Ce que nous en pensons ? Toujours la même chose, parce que nous ne déposséderons jamais la question de l'objectivité qu'on lui doit.

La subjectivité se pique volontiers de généraliser à tort et à travers. Lorsqu'on veut bien mesurer l'illogisme de cette prétention, on comprend tout de suite que la subjectivité détruit, par cela même, l'intérêt de ses déductions ; mais tout le monde n'en fait pas le tour avec la méfiance nécessaire avant de l'écouter. Elle peut montrer, en certains cas, une parfaite similitude de couleurs avec l'objectivité ; malgré cela, il y a toujours une part d'elle-même qui la trahit et fait boiter ses affirmations.

Néanmoins, puisque les jeunes gens en question fixent les limites de leur scepticisme à l'éloquence impérative des chiffres ; puisque l'air qu'affichent ces derniers de vouloir donner des ordres paraît les influencer, nous allons les contenter. Sans mauvaise humeur aucune, du reste, car c'est un signe particulier à la jeunesse que d'objecter sur ce qui l'intéresse sous la forme dubitative. Nous allons même leur communiquer des chiffres choisis. Nous pourrions leur en présenter d'autres aussi ; mais comme ils s'adressent aux rencontreurs, catégorie trop clairsemée pour que son cas intéresse la généralité, nous nous en abstiendrons.

Avant la guerre, l'ingénieur allemand Werner a calculé que le gibier lancé atteignait les vitesses suivantes :

Faisan 20 mètres à la seconde
Perdreau 22 ==
Canard 36 ==
Bécasse 15 ==
Lièvre 12 à 17 ==
Lapin 14 ==

À l'aide d'un appareil déplaçant un but à des vitesses variables, et d'un autre appareil sur lequel était monté un fusil de chasse, pouvant également se déplacer aux mêmes vitesses que celles du but mobile, cet ingénieur a procédé à de multiples essais. Ceux-ci lui ont permis de conclure que sur un animal en pleine course, ou un oiseau en plein vol, passant en travers, il fallait tirer, en accompagnant :

Sur un Faisan à 30 mètres : 2,00 mètres en avant
    à 50 == : 4,00 ==
== perdreau à 30 == : 2,50 ==
    à 50 == : 4,20 ==
== canard à 30 == : 3,00 ==
    à 50 == : 6,00 ==
== bécasse à 30 == : 1,50 ==
    à 50 == : 3,00 ==
== lièvre à 30 == : 1,50 ==
    à 50 == : 2,80 ==
== lapin à 30 == : 1,50 ==
    à 50 == : 3,00 ==

Voilà, nous semble-t-il, des précisions de qualité propres à combler d'aise ceux qui les appelaient. Ils vont pouvoir se dire : « Enfin, nous savons où nous allons ! »

EXERCICE PROPOSÉ A: D'après le passage sur le tir du gibier, de combien faut-il tirer en avant sur un faisan à 30 mètres ?
EXERCICE PROPOSÉ B: Rédigez la suite du passage sur le tir du gibier à partir de sa dernière phrase.
Ces lignes n'ont aucun lien avec le passage sur le tir du gibier.

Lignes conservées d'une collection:

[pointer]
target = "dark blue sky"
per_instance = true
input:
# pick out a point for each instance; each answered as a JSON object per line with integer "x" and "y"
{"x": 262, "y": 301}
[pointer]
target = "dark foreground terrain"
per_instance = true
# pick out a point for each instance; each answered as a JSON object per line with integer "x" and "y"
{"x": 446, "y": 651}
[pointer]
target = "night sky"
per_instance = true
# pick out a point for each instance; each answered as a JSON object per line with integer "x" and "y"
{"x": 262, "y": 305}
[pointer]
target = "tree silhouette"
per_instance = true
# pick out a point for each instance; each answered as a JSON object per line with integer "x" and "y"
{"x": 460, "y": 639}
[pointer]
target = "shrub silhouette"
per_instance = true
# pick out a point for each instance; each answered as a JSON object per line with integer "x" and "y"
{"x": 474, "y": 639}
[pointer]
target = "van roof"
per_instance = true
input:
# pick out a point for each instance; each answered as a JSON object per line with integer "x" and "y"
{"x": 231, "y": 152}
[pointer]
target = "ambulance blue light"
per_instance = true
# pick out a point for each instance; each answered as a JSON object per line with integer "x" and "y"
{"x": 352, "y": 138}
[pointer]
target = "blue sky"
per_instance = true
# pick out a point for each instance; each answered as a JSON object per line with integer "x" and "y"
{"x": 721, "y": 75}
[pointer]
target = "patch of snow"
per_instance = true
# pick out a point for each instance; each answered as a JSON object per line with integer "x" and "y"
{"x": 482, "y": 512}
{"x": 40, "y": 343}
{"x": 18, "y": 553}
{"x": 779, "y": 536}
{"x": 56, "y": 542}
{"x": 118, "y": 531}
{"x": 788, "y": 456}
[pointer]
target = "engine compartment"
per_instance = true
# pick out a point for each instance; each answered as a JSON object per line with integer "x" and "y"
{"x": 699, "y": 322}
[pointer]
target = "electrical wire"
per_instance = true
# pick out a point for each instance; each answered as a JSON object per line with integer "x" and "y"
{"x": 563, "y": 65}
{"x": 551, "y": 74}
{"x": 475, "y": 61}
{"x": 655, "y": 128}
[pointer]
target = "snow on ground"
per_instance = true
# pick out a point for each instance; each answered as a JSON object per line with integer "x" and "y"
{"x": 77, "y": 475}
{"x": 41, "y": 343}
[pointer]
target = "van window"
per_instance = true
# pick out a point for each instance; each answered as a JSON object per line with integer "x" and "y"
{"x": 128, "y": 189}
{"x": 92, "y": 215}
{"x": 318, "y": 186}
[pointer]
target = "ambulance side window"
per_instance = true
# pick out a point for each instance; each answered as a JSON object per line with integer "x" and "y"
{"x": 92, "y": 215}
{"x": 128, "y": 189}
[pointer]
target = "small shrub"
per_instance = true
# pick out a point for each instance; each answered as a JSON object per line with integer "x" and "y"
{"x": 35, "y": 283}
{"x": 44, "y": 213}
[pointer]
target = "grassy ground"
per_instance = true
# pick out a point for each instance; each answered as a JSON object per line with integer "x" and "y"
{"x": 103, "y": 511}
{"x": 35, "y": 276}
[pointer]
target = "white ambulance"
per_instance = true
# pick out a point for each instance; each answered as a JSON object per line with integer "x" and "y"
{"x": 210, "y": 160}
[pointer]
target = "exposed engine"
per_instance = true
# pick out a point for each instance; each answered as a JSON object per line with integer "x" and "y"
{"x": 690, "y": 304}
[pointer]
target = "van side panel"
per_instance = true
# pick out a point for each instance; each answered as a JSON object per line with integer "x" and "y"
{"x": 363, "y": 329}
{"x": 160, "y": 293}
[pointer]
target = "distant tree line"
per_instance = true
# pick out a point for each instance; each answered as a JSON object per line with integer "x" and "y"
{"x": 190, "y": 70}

RÉPONSE ATTENDUE A: Il faut tirer 2,00 mètres en avant.

RÉPONSE ATTENDUE B:
Reste à connaître dans quel sens ? Le bon, ou l'inutile ? En effet, l'ingénieur Werner ne donne aucune indication sur ce qu'il entend par : tirer en accompagnant. Cela peut se concevoir, puisque, dans tous les pays du monde, cette méthode signifie : tirer sans arrêter le mouvement des canons qui accompagnent, puis précèdent le but. Mais plus grave, pour le premier enthousiasme des néophytes, apparaît l'absence de commentaires dont il entoure ses rigoureux commandements, alors que leur application en aurait reçu un secours opportun.

— A quoi bon ! répondront les intéressés. Les chiffres n'implorent pas de commentaires ; ils sous-entendent des directives qui se comprennent toutes seules.

Admettons-le ! Mais leur mise en pratique ? ...

Ces chiffres, dont nous ne contestons pas l'exactitude, sont enfantés par des machines bien coordonnées dans leur action simultanée. Ils représentent, pour d'autres qu'elles, un programme : un point, c'est tout ! Autrement dit : une espérance ou une réalité selon que ce programme se déroule normalement, qu'il se désagrège, ou tombe à rien. Par conséquent, tous les soins apportés à sa composition peuvent être considérés comme peu de chose auprès de son exécution.

Les instructions, données par les deux machines employées, sont régulières tant qu'elles sont répétées par ces machines : donc, pour en profiter utilement, il est indispensable de fournir un travail identique au leur. Malheureusement, les capacités humaines ne vont pas jusque-là. Il leur est matériellement impossible de reproduire le travail de ces deux machines parce qu'elles sont mobiles au même degré toutes les deux, tandis que le chasseur et son gibier ne le sont pas : ce dernier seul est en mouvement total pendant le tir. En plus, les machines que sont le but mobile et le chariot de tir, marchant sur le terrain d'expériences aux vitesses voulues, fonctionnent, sans souci des contingences, telles qu'on les a réglées, tant qu'elles sont bien traitées et bien entretenues, au lieu que, sur le terrain de chasse, on ne possède d'autre machine que soi-même pour effectuer les corrections de pointage, et d'autre châssis que ses pieds, appuyés sur un sol qui s'en désintéresse complètement.

La méthode de codification Werner n'a, en réalité, de valeur que pour elle-même, car, si les deux appareils l'ayant déterminée ressemblent en tous points à deux autres appareils du même modèle, il n'en va pas de même pour les chasseurs. Leur physique, leur moral et l'accueil que leur réserve les événements ne sont jamais les mêmes.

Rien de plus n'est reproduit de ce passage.